■ To-do list
**A.** In the text on the Reverse Address Resolution Protocol, what does a server do when it finds a match for a workstation's Ethernet address in its table?
**B.** Carry on the text on the Reverse Address Resolution Protocol, picking up after its final sentence.

■ Given text
= = = = = = =
Figure 96 shows Routing Domains
The Reverse Address Resolution Protocol (RARP), is a variant of the address resolution protocol. RARP also translates addresses, but in the opposite direction. It converts Ethernet addresses to IP addresses. The RARP protocol really has nothing to do with routing data from one system to another. RARP helps configure diskless systems by allowing diskless workstations to learn their IP address. The diskless workstations uses the Ethernet broadcast facility to ask which IP address maps to its Ethernet address. When a server on the network sees the request, it looks up the Ethernet address in the table. If it finds a match, the server replies with the workstation's IP address.
Figure 97 shows the interrelationship between IP and Ethernet MAC address as reflected in the Ethernet data frame.
In figure 97, Shaded fields correspondent to the destination and source address of host A, (the sender) and Host B (the receiver).
= = = = = = =
■ Collected data
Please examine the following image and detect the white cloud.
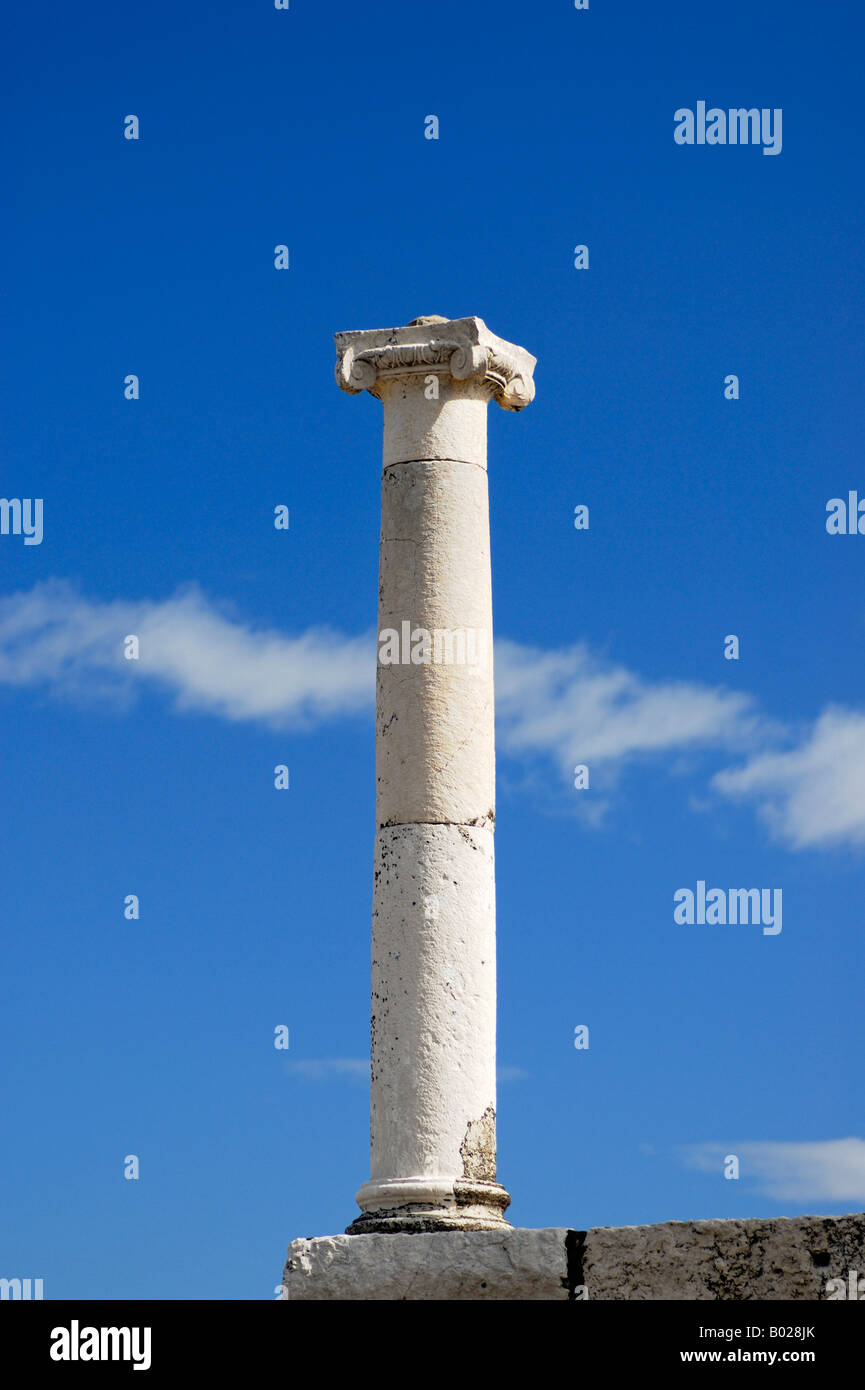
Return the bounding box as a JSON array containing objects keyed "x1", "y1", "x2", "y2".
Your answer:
= = = = = = =
■ Results
**A.** It replies with the workstation's IP address.

**B.**
Protocols, Ports, and Sockets:
Once data is routed through the network and delivered to a specific host, it must be delivered to the correct user or process. As the data moves up or down the layers of TCP/IP, a mechanism is needed to deliver data to the correct protocols in each layer. The system must be able to combine data from many applications into a few transport protocols, and from the transport protocols into the Internet Protocol. Combining many sources of data into a single data stream is called multiplexing. Data arriving from the network must be demultiplexed, divided for delivery to multiple processes. To accomplish this, IP uses protocol numbers to identify transport protocols, and the transport protocols use port numbers to identify applications.
Figure 98 shows Protocol and Port Numbers.
Figure 99 shows the protocol interdependency between Application level protocols and Transport level protocols.
Is a single byte in the header of the datagram. The value identifies the protocol in the layer above IP to which the data should be passed.
A host may have many TCP and UDP connections at any time. Connections to a host are distinguished by a port number, which serves as a sort of mailbox number for incoming datagrams. There may be many processes using TCP and UDP on a single machine, and the port numbers distinguish these processes for incoming packets. When a user program opens a TCP or UDP socket, it gets connected to a port on the local host. The application may specify the port, usually when trying to reach some service with a well-defined port number, or it may allow the operating system to fill in the port number with the next available free port number.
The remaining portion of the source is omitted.